● **Data shown**
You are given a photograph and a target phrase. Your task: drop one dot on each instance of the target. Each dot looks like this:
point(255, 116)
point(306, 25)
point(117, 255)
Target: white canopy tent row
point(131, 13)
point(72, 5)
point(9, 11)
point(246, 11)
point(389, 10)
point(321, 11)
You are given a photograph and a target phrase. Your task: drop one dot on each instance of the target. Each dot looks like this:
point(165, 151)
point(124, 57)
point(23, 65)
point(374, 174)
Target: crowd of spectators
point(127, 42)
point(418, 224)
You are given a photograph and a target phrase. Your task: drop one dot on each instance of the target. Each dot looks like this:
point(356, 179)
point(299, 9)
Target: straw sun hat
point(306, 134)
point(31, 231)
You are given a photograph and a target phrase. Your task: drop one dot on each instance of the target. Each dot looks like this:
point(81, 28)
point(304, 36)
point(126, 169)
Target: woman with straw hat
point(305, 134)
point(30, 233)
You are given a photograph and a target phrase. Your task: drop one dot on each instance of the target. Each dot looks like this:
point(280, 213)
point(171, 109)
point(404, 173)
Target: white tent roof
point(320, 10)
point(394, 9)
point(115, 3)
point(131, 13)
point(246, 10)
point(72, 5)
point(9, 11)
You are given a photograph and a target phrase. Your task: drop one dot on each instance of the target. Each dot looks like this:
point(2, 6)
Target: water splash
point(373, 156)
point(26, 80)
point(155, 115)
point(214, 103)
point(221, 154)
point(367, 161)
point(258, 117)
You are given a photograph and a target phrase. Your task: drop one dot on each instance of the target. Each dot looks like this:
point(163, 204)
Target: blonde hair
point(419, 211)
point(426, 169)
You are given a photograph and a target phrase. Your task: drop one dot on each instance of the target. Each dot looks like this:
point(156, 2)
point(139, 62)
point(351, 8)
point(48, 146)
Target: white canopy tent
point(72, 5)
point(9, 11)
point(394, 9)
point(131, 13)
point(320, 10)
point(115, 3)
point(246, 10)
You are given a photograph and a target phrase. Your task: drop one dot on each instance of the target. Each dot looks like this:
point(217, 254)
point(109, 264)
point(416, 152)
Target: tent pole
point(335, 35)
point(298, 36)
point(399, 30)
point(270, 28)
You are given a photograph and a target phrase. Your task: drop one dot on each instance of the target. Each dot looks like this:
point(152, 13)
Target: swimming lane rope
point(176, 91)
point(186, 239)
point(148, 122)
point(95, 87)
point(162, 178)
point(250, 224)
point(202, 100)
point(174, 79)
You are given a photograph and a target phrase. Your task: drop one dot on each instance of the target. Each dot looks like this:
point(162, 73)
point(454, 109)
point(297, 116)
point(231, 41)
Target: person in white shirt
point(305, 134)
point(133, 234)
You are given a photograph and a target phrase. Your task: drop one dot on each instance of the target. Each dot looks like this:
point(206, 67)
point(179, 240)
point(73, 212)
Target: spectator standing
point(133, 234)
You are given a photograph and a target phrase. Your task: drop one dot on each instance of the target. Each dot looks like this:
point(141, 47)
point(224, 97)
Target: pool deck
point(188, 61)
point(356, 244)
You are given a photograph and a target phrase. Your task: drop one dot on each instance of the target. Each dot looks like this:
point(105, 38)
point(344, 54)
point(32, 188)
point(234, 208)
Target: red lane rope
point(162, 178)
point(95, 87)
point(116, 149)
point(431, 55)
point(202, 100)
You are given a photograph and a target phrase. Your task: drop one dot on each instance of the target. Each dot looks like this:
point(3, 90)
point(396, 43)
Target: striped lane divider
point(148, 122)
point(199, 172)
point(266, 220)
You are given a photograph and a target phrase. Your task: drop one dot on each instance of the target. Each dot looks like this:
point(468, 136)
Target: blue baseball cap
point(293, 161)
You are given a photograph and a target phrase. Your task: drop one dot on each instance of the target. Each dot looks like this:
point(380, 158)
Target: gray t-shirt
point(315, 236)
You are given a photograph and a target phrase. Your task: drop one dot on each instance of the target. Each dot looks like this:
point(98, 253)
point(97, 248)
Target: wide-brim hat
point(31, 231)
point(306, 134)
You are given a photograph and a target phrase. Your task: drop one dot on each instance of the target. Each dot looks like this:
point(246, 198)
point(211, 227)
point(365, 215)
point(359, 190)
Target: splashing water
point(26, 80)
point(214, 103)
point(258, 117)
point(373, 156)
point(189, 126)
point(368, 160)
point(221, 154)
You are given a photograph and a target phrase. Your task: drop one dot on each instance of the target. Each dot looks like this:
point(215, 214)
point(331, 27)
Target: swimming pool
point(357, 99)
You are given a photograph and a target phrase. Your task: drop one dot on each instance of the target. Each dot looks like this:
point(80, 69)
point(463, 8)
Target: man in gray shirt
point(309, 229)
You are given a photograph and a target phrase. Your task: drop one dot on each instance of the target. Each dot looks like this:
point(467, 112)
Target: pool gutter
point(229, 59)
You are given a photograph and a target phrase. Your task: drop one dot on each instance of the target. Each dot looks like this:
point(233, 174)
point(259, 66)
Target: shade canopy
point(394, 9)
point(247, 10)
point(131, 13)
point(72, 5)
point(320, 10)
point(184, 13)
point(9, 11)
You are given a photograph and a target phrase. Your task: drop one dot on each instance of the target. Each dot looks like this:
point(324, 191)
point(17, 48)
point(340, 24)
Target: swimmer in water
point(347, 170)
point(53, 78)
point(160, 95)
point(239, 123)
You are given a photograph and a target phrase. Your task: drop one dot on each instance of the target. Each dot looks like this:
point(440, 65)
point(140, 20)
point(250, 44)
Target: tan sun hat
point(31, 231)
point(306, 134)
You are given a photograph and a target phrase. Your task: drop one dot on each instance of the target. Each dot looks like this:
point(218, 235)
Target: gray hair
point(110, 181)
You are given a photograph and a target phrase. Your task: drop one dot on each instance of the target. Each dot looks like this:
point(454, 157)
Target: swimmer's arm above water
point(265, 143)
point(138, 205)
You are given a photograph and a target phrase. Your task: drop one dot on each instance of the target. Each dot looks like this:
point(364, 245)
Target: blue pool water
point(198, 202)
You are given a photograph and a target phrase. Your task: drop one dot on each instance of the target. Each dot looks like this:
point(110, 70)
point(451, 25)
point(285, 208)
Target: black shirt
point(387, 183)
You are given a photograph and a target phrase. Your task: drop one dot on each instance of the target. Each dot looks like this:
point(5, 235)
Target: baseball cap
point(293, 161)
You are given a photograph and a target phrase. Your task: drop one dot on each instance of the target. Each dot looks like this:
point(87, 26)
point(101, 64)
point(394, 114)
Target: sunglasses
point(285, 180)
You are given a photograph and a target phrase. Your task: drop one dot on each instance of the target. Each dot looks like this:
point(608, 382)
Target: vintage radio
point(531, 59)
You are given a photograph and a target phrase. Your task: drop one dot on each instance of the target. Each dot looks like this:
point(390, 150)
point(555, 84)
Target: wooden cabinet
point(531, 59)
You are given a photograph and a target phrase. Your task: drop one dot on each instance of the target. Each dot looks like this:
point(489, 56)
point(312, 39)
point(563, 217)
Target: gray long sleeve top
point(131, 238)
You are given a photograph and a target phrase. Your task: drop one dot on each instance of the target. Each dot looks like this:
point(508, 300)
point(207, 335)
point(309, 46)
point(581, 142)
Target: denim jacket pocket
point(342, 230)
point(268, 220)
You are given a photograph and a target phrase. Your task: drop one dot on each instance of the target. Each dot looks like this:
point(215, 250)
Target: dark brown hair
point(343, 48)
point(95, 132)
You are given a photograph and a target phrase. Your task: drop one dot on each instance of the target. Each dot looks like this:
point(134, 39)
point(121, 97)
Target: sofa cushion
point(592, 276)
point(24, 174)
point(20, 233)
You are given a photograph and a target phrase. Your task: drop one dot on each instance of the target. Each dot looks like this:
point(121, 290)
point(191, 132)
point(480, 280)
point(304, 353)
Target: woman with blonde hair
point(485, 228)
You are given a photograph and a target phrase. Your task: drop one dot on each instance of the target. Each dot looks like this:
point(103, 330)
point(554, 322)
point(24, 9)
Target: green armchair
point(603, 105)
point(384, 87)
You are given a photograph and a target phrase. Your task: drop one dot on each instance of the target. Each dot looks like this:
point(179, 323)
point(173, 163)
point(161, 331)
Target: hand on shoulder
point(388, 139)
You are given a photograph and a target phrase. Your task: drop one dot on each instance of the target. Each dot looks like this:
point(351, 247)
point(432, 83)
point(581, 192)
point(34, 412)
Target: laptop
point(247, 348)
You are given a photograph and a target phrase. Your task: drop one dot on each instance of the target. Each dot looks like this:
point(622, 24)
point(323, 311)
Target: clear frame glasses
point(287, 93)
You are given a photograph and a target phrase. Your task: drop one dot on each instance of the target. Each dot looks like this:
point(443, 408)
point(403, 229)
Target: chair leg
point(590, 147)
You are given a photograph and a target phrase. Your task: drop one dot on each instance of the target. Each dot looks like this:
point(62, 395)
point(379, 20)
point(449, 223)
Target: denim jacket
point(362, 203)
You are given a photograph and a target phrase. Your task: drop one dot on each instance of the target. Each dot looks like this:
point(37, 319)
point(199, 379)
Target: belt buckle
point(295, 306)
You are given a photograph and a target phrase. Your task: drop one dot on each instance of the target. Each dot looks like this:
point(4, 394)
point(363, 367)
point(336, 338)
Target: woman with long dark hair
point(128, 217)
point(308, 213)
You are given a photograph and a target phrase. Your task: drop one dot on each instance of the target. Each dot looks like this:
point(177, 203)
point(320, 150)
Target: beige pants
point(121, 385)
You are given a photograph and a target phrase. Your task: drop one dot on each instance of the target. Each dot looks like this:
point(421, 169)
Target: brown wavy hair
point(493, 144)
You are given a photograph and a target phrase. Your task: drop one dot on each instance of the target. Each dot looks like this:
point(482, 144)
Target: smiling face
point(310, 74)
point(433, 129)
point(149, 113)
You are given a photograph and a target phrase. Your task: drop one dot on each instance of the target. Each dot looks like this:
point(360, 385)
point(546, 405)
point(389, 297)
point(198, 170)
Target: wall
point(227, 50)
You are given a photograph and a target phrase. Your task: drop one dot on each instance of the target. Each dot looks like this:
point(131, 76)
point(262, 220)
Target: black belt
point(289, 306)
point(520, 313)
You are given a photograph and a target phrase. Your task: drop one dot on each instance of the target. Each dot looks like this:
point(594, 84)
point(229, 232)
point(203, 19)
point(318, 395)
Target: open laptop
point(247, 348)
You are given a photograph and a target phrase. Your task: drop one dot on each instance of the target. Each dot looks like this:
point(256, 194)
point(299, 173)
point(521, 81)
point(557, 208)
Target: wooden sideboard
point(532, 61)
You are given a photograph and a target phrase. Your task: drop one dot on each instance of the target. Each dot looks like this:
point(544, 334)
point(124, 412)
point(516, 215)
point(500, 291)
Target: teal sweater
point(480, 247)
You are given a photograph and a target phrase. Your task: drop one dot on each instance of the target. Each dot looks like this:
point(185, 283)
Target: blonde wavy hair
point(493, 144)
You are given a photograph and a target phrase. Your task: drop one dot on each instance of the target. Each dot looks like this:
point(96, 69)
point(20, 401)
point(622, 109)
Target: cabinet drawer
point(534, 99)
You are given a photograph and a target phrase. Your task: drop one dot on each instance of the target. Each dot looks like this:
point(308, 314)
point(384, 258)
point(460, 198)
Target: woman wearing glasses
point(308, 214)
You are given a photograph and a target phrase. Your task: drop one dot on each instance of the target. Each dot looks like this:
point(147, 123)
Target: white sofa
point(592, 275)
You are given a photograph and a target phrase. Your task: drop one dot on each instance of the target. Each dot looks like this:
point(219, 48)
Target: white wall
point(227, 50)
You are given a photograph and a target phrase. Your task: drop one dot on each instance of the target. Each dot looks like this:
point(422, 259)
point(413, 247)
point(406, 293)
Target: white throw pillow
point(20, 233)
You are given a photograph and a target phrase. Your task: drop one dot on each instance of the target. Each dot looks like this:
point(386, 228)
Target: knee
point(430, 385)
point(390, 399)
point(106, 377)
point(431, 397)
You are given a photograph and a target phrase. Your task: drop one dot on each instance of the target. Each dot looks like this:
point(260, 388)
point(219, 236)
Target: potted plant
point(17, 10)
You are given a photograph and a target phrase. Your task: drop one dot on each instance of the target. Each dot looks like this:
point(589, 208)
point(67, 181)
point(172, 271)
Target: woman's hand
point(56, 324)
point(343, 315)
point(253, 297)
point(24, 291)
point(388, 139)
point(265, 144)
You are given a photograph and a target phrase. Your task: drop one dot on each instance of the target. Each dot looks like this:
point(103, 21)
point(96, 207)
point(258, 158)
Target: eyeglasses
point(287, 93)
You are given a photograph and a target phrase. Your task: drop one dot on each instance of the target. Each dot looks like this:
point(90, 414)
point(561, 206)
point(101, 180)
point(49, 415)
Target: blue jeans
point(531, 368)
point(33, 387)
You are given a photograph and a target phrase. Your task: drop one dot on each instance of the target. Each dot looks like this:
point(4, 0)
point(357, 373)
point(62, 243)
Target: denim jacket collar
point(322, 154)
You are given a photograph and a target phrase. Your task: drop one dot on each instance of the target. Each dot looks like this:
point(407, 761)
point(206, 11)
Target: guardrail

● **Work request**
Reproduce exactly the lines of the records above from the one with "point(421, 169)" to the one with "point(147, 123)", both included, and leave out everything else.

● **Task result**
point(421, 169)
Target: brown wavy hair
point(493, 144)
You are given a photograph and a target phrase. Your task: drop one dot on each instance of the target. Each dot looks like this:
point(482, 144)
Target: smiling face
point(310, 74)
point(433, 129)
point(149, 113)
You are given a photograph and a target phrase. Your task: drop one dot on each instance of the target. Each dot looks like this:
point(360, 385)
point(546, 405)
point(389, 297)
point(198, 170)
Target: wall
point(227, 50)
You are given a photograph and a target phrase. Your task: drop one dot on each instance of the target. Each dot looks like this:
point(131, 76)
point(262, 220)
Target: black belt
point(289, 306)
point(520, 313)
You are given a photograph and a target phrase. Your task: drop one dot on each instance of the target. Each dot looks like this:
point(594, 84)
point(229, 232)
point(203, 19)
point(318, 395)
Target: open laptop
point(247, 348)
You are given a photograph and a target phrase. Your task: drop one dot on each instance of the target. Each dot looks like this:
point(256, 194)
point(299, 173)
point(521, 81)
point(557, 208)
Target: wooden sideboard
point(532, 61)
You are given a photograph and a target phrase. Your task: drop one dot on each instance of the target. Each dot looks like this:
point(544, 334)
point(124, 412)
point(516, 215)
point(500, 291)
Target: teal sweater
point(480, 247)
You are given a photograph and a target phrase. Your task: drop one dot on each instance of the target. Each dot looks like this:
point(185, 283)
Target: blonde wavy hair
point(493, 144)
You are given a photograph and a target phrase. Your task: drop one dot on each instance of the target. Each dot looks like this:
point(96, 69)
point(20, 401)
point(622, 109)
Target: cabinet drawer
point(534, 99)
You are given a photograph and a target phrase. Your task: drop one dot on each instance of the target. Each dot looks like this:
point(308, 314)
point(384, 258)
point(460, 198)
Target: woman wearing glasses
point(308, 214)
You are given a photograph and a target phrase. Your task: drop one dot on each instance of the target. Each dot looks like this:
point(147, 123)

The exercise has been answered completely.